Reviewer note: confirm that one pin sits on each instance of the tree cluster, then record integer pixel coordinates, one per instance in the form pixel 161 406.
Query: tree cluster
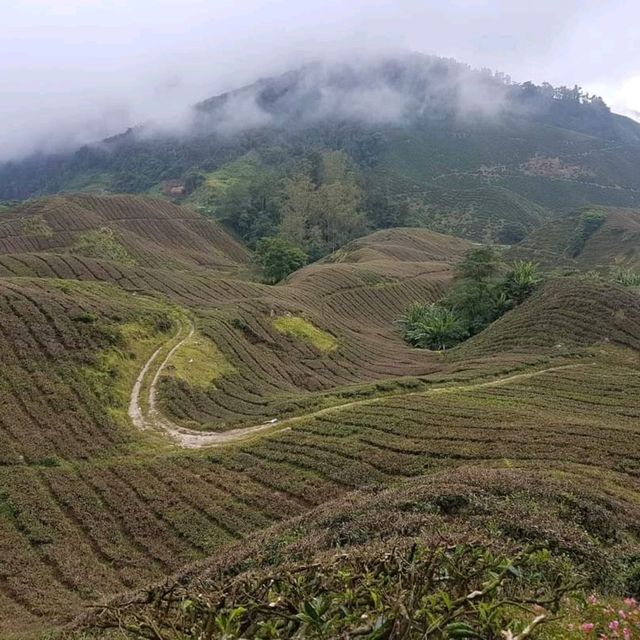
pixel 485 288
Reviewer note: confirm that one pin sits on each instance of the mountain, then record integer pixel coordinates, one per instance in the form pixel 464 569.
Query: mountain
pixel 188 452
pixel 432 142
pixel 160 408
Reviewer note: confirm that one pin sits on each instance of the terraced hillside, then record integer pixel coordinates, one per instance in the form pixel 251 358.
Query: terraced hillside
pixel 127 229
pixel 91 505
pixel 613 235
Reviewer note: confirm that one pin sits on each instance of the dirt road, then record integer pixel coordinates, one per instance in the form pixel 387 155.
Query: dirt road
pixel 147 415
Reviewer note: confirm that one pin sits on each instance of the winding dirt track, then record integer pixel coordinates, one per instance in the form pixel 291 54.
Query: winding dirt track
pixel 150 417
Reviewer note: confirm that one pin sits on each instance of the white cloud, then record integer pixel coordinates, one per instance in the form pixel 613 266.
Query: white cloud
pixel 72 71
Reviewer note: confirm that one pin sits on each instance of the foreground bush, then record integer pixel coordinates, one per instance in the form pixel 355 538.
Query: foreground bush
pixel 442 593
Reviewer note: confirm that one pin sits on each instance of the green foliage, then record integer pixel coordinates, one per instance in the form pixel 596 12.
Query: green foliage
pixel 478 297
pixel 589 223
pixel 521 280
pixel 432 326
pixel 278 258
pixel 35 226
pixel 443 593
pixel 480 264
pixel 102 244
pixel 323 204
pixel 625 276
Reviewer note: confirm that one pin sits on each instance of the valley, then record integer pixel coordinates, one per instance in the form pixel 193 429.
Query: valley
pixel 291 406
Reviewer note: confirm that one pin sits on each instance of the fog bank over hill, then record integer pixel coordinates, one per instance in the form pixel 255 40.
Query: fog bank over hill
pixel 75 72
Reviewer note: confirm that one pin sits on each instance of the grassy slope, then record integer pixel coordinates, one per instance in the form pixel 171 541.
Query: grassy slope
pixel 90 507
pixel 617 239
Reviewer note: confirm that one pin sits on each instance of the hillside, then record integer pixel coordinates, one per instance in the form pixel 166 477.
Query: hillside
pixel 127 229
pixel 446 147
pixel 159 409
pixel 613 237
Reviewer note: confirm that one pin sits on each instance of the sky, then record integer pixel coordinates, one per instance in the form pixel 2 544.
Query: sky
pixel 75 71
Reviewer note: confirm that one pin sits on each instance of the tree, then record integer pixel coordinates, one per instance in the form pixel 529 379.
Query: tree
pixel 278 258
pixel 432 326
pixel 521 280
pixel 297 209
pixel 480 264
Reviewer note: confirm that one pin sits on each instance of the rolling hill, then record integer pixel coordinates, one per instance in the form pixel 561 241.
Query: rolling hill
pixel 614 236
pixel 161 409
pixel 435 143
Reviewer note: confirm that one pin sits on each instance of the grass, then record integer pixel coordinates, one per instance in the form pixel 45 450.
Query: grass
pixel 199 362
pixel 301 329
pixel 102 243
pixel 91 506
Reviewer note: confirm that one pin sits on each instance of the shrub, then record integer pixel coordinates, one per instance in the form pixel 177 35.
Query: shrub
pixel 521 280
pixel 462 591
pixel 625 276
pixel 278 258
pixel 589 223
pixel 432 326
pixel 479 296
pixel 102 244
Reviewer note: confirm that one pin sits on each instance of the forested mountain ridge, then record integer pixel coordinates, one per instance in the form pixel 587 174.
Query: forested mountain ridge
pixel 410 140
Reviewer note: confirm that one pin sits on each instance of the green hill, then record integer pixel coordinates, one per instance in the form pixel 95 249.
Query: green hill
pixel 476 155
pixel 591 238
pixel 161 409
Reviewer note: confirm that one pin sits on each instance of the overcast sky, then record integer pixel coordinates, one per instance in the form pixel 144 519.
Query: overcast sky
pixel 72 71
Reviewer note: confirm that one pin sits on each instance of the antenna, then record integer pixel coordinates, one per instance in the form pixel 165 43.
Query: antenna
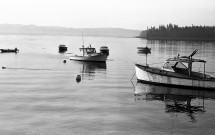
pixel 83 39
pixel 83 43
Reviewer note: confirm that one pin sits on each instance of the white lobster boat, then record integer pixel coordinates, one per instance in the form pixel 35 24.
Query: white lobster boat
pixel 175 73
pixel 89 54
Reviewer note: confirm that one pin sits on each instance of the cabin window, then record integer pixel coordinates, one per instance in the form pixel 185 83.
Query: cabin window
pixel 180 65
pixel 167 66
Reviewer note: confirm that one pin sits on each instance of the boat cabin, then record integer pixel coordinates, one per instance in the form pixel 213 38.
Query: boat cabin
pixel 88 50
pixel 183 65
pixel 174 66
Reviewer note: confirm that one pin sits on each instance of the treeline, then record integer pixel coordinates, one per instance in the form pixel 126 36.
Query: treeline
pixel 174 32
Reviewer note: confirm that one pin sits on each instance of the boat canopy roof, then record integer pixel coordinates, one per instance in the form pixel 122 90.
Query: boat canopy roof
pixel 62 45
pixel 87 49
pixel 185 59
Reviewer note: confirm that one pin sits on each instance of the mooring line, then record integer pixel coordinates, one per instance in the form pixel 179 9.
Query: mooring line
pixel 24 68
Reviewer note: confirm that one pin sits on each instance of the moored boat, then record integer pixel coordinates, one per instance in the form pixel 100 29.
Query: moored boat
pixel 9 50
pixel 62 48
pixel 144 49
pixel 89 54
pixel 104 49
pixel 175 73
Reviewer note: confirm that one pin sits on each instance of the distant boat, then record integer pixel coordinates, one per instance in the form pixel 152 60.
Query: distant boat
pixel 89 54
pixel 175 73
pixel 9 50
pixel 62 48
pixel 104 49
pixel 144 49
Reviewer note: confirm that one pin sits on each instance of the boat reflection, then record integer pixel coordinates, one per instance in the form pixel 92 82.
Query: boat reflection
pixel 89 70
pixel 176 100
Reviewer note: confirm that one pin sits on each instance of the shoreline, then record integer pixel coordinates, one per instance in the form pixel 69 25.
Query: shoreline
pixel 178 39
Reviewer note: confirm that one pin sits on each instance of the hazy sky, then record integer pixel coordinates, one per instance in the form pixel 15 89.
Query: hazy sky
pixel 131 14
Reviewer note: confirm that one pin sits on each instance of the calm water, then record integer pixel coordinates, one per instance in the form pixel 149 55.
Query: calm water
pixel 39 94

--

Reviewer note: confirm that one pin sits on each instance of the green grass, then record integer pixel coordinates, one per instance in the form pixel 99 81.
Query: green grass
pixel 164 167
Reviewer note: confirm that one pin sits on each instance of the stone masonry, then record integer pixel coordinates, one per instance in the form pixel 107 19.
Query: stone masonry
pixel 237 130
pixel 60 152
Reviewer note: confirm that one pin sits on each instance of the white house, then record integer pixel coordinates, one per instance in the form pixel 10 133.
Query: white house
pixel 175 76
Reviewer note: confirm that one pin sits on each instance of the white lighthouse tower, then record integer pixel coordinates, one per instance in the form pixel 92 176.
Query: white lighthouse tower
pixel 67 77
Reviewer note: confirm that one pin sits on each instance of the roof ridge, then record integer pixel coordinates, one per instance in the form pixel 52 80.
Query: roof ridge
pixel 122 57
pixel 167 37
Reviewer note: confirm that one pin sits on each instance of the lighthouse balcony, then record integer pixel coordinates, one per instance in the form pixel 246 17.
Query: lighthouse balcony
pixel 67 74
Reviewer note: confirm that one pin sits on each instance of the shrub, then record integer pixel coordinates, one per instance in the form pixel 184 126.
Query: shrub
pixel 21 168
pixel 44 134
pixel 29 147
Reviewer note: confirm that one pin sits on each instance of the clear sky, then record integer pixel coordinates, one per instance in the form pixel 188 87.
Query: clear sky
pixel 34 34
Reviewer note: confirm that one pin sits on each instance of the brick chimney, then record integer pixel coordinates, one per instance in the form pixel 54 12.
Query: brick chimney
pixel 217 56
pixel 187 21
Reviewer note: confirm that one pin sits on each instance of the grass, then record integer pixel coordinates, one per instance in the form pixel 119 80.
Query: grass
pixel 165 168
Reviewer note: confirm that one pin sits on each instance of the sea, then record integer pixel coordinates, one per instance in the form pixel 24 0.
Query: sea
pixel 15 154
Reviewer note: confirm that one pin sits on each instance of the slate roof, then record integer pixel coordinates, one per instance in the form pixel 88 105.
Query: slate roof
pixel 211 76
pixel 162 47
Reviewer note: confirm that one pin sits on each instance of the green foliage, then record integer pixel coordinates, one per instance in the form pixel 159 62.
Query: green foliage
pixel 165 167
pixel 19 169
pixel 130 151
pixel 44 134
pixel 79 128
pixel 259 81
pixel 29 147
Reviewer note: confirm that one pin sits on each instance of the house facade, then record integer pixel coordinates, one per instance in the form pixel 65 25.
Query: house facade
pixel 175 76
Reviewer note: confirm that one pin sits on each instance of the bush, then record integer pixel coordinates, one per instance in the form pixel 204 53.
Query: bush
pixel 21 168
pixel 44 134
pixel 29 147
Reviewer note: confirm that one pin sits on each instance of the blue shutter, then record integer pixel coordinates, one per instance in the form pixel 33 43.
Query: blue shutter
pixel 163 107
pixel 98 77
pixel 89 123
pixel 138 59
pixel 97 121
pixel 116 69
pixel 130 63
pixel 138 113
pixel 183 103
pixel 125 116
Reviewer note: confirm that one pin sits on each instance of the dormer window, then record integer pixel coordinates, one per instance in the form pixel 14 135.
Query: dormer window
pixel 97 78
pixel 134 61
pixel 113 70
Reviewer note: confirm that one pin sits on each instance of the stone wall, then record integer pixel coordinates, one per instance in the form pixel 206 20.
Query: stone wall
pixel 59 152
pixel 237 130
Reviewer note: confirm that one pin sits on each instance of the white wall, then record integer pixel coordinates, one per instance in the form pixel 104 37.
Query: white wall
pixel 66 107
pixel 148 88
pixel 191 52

Exercise brief → Write out the material again from the line with "pixel 69 25." to the line with "pixel 39 94", both included, and add -57 to every pixel coordinate in the answers while leaving all other text and numbers as they are.

Result →
Reviewer note: confirm that one pin sits on each instance of the shoreline, then record integer pixel coordinates, one per instance in the form pixel 69 25.
Query: shoreline
pixel 121 -18
Reviewer note: confirm that one pin sits on each instance of the hazy sky, then record integer pixel coordinates, one per instance in the form pixel 15 89.
Query: hazy sky
pixel 74 -43
Reviewer note: confirm that one pin sits on each instance of the calm water, then record integer pixel coordinates, one per instance in the form pixel 149 55.
Query: calm water
pixel -18 37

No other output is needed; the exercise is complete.